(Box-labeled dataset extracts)

BEGIN

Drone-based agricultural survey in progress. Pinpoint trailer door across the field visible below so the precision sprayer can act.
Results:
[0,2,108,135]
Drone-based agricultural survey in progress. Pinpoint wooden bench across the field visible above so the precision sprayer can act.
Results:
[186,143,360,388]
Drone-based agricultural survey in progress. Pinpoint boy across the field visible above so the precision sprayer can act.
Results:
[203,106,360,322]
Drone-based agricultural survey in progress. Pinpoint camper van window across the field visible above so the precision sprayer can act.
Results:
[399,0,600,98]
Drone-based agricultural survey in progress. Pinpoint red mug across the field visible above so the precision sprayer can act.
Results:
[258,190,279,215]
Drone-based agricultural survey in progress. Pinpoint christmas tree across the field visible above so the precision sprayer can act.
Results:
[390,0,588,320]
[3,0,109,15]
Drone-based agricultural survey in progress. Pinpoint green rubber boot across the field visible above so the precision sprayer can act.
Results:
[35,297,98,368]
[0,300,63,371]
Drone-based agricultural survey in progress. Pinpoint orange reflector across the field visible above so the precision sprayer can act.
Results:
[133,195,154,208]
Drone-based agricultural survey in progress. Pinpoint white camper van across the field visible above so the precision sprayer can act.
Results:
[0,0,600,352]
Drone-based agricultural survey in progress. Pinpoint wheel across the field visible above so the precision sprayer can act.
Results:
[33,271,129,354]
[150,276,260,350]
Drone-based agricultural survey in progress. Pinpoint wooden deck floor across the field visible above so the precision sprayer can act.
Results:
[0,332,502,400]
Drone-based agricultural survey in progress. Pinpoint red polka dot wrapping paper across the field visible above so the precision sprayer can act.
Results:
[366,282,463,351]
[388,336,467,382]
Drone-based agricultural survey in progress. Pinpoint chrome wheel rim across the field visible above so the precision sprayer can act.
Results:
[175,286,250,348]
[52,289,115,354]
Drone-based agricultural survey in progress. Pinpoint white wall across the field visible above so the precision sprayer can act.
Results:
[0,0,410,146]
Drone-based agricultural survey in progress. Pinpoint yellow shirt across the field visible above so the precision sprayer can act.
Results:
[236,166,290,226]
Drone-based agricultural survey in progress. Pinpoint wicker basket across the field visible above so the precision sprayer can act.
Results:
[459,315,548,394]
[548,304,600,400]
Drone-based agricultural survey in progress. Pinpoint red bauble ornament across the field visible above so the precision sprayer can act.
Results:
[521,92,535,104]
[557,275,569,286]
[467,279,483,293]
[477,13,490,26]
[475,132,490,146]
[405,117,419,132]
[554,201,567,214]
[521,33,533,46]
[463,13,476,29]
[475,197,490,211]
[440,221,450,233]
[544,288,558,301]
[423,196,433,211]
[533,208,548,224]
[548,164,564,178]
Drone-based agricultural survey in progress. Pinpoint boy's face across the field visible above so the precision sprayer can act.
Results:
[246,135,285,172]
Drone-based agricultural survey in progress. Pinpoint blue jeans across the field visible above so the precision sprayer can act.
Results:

END

**Task goal**
Set down, unchanged, the line that contains "Drone-based agricultural survey in progress. Pinpoint red bauble" together with every later line in the records, through the last one.

**Answer to this task**
Drone-based agricultural survey in progress. Pinpoint red bauble ornament across the field visible above so the precision sprayer can act.
Results:
[521,92,535,104]
[557,275,569,286]
[467,279,483,293]
[477,13,490,26]
[475,132,490,146]
[405,117,419,132]
[554,201,567,214]
[521,33,533,46]
[463,13,476,29]
[475,197,490,211]
[440,221,450,233]
[544,288,558,301]
[423,196,433,211]
[533,208,548,224]
[548,164,564,178]
Drone-based agricultural survey in progress. Pinpoint boy's face across the field visible above so the precision sprayer can act.
Results:
[246,135,285,172]
Drone-based agricultural survey in progress. Pinpoint blue jeans across the field visible above so the precision sprayer can act.
Results:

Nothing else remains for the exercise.